#### [WHAT IS REQUIRED]
Take the entries below and return them unchanged.

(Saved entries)
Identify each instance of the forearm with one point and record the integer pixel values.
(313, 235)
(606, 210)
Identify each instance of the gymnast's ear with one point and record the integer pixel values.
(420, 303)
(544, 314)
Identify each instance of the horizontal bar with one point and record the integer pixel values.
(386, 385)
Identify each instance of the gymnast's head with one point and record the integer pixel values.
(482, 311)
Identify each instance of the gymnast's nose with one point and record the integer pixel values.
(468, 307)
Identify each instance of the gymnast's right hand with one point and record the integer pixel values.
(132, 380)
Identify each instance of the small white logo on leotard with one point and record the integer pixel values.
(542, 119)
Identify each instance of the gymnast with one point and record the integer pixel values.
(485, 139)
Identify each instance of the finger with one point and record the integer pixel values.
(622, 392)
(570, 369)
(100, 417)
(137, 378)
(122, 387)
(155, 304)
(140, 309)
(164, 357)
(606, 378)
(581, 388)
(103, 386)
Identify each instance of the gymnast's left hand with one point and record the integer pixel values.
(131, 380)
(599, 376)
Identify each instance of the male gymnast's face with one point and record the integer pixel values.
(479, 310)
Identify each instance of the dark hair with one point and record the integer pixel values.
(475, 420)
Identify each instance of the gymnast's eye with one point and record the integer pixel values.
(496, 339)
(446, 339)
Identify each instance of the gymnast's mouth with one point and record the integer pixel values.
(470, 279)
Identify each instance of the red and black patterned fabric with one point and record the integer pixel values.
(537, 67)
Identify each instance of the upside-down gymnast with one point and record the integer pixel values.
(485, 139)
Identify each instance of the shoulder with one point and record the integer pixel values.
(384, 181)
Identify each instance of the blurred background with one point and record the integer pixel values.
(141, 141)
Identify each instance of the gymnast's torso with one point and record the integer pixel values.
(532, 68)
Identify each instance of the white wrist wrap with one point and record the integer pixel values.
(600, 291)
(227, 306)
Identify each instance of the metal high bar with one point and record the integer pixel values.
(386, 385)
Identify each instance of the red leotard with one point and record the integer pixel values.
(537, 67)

#### [REPLY]
Identify each instance of the forearm with one point and record the integer pixel values.
(313, 235)
(606, 210)
Identify each instance of the gymnast's ear with one point and record the integer pixel values.
(420, 303)
(544, 314)
Identify each instance of the horizontal bar with one point and record the integer pixel values.
(386, 385)
Identify each instance of the gymnast's head with one point and record the integer pixel values.
(482, 311)
Identify each instance of the gymnast's nose with one point and record the integer pixel values.
(468, 307)
Identify each instance of the gymnast's right hand with one point and record the integer pixel values.
(132, 380)
Identify each instance of the small white logo on leotard with one point and record the integer pixel values.
(542, 119)
Identify each instance of the gymnast with one point and record the integer pixel values.
(485, 139)
Identify each instance of the finger with one point and record the integer pixel values.
(622, 392)
(570, 369)
(100, 417)
(137, 378)
(122, 387)
(155, 304)
(140, 309)
(164, 357)
(606, 378)
(581, 388)
(103, 386)
Identify each instance of the gymnast's left hand with one point and record the integer pixel values.
(131, 380)
(599, 376)
Identify each instance of the male gymnast's face with one point and record the integer pixel values.
(479, 310)
Identify each instance of the dark hair with one point and record the integer pixel values.
(475, 420)
Identify each instance of the gymnast's eye with one point and record the integer pixel values.
(496, 339)
(446, 339)
Identify each instance of the gymnast's mouth with one point and record the integer pixel values.
(470, 279)
Identify each instance of the red and black patterned fabric with one point and record the integer pixel values.
(537, 67)
Identify each instance of the upside-down gymnast with one point and record the integer pixel values.
(485, 139)
Identify each instance of the shoulder with one point and record the integer pixel values.
(384, 181)
Identify each instance of the blurred background with one point and record the integer pixel values.
(141, 141)
Identify each instance of the gymnast's torso with one point and record the integer pixel values.
(532, 68)
Identify each instance of the white wrist wrap with one point and record the integer pixel values.
(600, 291)
(227, 306)
Identify each instance of the metal high bar with one point and record the integer pixel values.
(386, 385)
Identify each instance of the red leotard with one point and record the integer pixel values.
(537, 67)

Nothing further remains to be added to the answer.